En ce qui concerne la structure des coûts en phase de conception, les situations régionales sont très diverses au Brésil, en fonction notamment de la technologie disponible localement, du savoir-faire technologique de l’entreprise chargée d’exécuter les travaux, ou encore de l’approvisionnement en matériaux de construction. Le choix de la technologie de construction est déterminé par chaque entreprise de bâtiment. C’est elle qui élabore ses procédés de construction et cherche à faire évoluer graduellement ses techniques d’exécution et de contrôle. Il n’existe pas de Documents Techniques Unifiés comme en France. Bien que, dans la plupart des cas, il n’y ait pas de normalisation technique, les entrepreneurs tendent d’une certaine manière à adopter des pratiques similaires et l’innovation technique est faible. Il arrive toutefois que des entreprises s’unissent et forment des groupes de travail technique qui s’assurent les services de chercheurs, de laboratoires ou de consultants pour mettre au point de nouveaux procédés ou perfectionner ceux qui existent. Les frais sont alors répartis proportionnellement entre les entreprises concernées et les résultats divulgués lors de rencontres ou colloques eux aussi financés par le secteur privé.

2. À propos des évolutions récentes dans la promotion privée

Le manque d’exigence contractuelle sur la conception détaillée du projet fait que parfois ni les concepteurs, ni les entreprises ne sont effectivement responsables de la mise au point des solutions techniques. Les plans d’exécution sont très peu détaillés ou détaillés d’une façon qui n’est pas réellement utile. En d’autres termes, il arrive souvent que ce soit aux ouvriers eux-mêmes de prendre les décisions sur la mise en œuvre, pendant la réalisation des ouvrages. Cela entraîne potentiellement une augmentation des coûts dans les phases aval de réalisation et d’assistance technique et provoque l’insatisfaction des clients et surtout des usagers.

On assiste, ces dernières années, à des tentatives visant à intégrer davantage le promoteur privé et l’entreprise, leurs concepteurs, leurs fournisseurs et leurs sous-traitants. Ces divers acteurs, traditionnellement isolés, cherchent à unir leurs efforts, à former des partenariats, à construire des stratégies d’action en commun dans le but d’aboutir à un développement intégré, à une réduction des coûts et à la conquête de nouveaux marchés. Néanmoins, tous ces efforts sont encore loin de toucher l’ensemble du secteur professionnel et la participation du gouvernement y est encore minime.

----------

EXERCICES —
1. D'après l'article, qui détermine le choix de la technologie de construction au Brésil ?
2. Recopiez mot pour mot le passage de l'article compris entre "On assiste, ces" et "est encore minime.", ces deux segments inclus.
3. Pour chaque affirmation, dites par oui ou non si elle concorde avec l'article, puis citez les mots exacts de l'article qui le montrent. (a) Le Brésil dispose de Documents Techniques Unifiés comme la France. (b) Les frais des groupes de travail technique sont répartis proportionnellement entre les entreprises concernées. (c) Le gouvernement participe largement aux efforts d'intégration des acteurs.
Appuyez-vous uniquement sur l'article pour répondre.

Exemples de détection
----------

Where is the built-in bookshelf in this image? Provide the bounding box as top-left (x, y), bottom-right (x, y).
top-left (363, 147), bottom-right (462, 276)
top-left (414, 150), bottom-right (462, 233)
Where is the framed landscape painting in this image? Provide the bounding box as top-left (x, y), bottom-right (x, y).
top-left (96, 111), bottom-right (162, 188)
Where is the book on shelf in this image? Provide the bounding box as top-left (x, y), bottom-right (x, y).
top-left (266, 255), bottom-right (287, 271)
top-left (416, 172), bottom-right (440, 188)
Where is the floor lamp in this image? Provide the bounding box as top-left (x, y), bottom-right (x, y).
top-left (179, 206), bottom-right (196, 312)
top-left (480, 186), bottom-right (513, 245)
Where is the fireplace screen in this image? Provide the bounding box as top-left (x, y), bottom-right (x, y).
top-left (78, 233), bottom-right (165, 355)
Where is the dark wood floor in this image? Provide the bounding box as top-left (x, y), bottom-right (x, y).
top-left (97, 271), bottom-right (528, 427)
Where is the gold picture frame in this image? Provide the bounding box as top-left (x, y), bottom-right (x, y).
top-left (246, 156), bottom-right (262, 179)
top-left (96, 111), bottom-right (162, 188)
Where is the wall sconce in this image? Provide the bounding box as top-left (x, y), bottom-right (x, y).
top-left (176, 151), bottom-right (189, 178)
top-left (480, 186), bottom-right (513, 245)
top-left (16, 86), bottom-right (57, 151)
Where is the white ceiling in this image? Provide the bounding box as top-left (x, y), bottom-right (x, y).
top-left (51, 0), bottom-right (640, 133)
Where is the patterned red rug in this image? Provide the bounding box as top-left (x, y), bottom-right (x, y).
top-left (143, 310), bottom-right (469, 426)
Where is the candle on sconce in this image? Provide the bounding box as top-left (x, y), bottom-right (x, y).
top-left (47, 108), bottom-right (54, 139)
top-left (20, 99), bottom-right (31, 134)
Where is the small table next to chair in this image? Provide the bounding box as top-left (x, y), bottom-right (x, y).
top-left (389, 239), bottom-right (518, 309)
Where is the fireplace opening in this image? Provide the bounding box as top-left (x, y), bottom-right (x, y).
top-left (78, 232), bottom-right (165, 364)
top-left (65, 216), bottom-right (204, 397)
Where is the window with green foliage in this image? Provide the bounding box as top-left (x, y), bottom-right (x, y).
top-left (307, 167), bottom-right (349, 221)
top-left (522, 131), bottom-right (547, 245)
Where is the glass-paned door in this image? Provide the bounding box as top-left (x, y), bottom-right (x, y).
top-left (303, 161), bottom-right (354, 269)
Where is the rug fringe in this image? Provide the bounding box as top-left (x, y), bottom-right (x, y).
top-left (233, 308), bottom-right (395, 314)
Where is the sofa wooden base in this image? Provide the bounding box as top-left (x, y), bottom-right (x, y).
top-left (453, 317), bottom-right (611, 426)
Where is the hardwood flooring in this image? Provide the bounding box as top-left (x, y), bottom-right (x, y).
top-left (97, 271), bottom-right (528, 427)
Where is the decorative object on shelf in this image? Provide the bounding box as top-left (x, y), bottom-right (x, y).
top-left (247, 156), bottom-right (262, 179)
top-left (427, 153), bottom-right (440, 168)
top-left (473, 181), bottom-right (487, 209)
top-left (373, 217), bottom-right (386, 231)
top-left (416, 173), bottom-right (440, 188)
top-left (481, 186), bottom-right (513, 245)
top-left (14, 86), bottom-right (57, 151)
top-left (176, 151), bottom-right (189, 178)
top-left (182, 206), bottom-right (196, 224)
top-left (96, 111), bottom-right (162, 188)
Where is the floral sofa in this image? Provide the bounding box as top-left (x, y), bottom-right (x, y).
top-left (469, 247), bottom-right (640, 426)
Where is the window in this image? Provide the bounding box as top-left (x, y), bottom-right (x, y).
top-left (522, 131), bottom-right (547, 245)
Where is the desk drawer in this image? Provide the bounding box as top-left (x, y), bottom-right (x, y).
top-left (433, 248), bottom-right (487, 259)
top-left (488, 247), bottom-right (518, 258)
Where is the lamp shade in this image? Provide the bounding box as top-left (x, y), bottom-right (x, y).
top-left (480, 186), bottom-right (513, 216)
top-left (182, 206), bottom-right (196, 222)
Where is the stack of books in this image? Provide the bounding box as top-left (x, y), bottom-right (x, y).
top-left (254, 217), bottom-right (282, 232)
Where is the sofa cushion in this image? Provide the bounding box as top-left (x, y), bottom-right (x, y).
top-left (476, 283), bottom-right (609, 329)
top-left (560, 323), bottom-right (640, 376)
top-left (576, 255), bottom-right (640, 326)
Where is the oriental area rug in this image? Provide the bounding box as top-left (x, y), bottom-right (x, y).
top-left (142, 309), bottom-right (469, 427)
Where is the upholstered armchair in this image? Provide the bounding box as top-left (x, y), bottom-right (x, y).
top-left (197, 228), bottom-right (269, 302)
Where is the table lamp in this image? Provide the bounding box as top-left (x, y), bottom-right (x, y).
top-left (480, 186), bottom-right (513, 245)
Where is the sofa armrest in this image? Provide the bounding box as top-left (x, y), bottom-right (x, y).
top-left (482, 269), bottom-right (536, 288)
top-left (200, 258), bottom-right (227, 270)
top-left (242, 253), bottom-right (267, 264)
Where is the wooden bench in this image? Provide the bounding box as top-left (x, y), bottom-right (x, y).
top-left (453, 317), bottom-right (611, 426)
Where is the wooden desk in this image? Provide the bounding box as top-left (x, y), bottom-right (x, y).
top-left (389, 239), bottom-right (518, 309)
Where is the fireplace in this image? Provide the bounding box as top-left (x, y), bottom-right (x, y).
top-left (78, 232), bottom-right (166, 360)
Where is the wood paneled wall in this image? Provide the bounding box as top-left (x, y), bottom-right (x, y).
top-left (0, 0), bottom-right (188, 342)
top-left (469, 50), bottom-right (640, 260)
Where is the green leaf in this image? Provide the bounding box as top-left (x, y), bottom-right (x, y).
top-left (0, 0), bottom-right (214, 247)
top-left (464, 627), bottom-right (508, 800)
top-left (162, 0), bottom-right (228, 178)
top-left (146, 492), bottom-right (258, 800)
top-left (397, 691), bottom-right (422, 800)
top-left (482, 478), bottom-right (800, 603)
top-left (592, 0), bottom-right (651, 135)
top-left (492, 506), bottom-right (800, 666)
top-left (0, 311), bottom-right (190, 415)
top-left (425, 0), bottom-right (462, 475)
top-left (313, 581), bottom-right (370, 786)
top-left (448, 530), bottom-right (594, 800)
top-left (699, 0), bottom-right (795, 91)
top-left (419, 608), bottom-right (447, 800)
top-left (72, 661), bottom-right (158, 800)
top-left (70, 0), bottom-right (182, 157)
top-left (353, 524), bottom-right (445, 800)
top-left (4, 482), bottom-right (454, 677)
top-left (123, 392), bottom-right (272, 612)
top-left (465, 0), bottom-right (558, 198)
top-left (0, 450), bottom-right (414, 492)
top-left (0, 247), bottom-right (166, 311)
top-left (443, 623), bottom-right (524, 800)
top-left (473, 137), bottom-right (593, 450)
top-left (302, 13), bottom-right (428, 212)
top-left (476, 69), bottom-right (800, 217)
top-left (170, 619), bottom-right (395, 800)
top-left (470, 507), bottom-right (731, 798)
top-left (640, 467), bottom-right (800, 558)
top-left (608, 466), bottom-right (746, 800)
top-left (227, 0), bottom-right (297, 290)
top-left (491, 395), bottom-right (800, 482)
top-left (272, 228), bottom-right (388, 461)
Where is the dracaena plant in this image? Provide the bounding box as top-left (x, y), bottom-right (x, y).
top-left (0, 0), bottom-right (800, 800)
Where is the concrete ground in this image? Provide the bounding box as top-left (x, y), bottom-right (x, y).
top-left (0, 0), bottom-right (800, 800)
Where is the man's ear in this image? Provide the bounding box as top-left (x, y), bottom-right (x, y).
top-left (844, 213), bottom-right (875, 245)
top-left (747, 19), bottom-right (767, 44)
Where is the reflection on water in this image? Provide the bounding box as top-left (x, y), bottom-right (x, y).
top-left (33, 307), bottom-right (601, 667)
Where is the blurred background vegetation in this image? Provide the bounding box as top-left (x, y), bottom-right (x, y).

----------

CORRIGÉ —
1. Chaque entreprise de bâtiment.

2.
On assiste, ces dernières années, à des tentatives visant à intégrer davantage le promoteur privé et l’entreprise, leurs concepteurs, leurs fournisseurs et leurs sous-traitants. Ces divers acteurs, traditionnellement isolés, cherchent à unir leurs efforts, à former des partenariats, à construire des stratégies d’action en commun dans le but d’aboutir à un développement intégré, à une réduction des coûts et à la conquête de nouveaux marchés. Néanmoins, tous ces efforts sont encore loin de toucher l’ensemble du secteur professionnel et la participation du gouvernement y est encore minime.

3.
(a) Non : « Il n’existe pas de Documents Techniques Unifiés comme en France. »
(b) Oui : « Les frais sont alors répartis proportionnellement entre les entreprises concernées »
(c) Non : « la participation du gouvernement y est encore minime »